▸ Source document:
[BEGIN]

Most upvoted comments

I was able to get ZeRO to 95% of the MFU I got with FSDP for my network, primarily by using leaf nodes and setting the zero3 parameters better. The remaining gap appears to be due to ZeRO partitioning everything in my model. There are parts of my model where there shouldn’t be any partitioning since they are computation heavy but memory light, but it seems there is no straightforward way to exclude parts of a network from being partitioned with ZeRO.

Hi @halilakin , really nice chatting with you yesterday. Given we are clear about all the collective communication calls, and now performance-wise is ok. I will close this issue for now. I already noted the feature you requested. Thx a ton.

GuanhuaWang on Feb 8, 2024

Thanks for the help @GuanhuaWang!

halilakin on Feb 8, 2024

I was able to get ZeRO to 95% of the MFU I got with FSDP for my network, primarily by using leaf nodes and setting the zero3 parameters better. The remaining gap appears to be due to ZeRO partitioning everything in my model. There are parts of my model where there shouldn’t be any partitioning since they are computation heavy but memory light, but it seems there is no straightforward way to exclude parts of a network from being partitioned with ZeRO.

[END]

▸ Given material:
[BEGIN]

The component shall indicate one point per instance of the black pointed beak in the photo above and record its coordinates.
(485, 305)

[END]

▸ Requirements:
a) Answer each question from the ZeRO forum thread:
(i) What percentage of the MFU obtained with FSDP did the commenter get ZeRO to reach?
(ii) What does the commenter say the remaining gap appears to be due to?
(iii) What does the reply addressed to @halilakin say will be done with the issue?
b) Write the next part of the ZeRO forum thread, starting after its last sentence.
The material has no connection to the ZeRO forum thread.

▸ Expected responses:
a)
(i) 95%.
(ii) ZeRO partitioning everything in the model.
(iii) It will be closed for now.

b)
halilakin on Feb 8, 2024

Thanks @tohtana. Let me test the leaf module thoroughly in combination with other flags today and update the thread.

halilakin on Feb 6, 2024

Hi @halilakin, Thank you for investigating the issue! I think we can do the same as FSDP in theory using the leaf module feature. You can specify the transformer layers class as a leaf module. The feature was merged into master branch. If it doesn’t work, we may have some issues regarding communication synchronization. I think our team also can check that part.

tohtana on Feb 6, 2024

Thanks for the quick response @tohtana. I’ve stopped using leaf module for now until I fully understand all the knobs and finish reading the code. I will update the thread with more information but it’s quite possible that I am not correctly setting all the parameters.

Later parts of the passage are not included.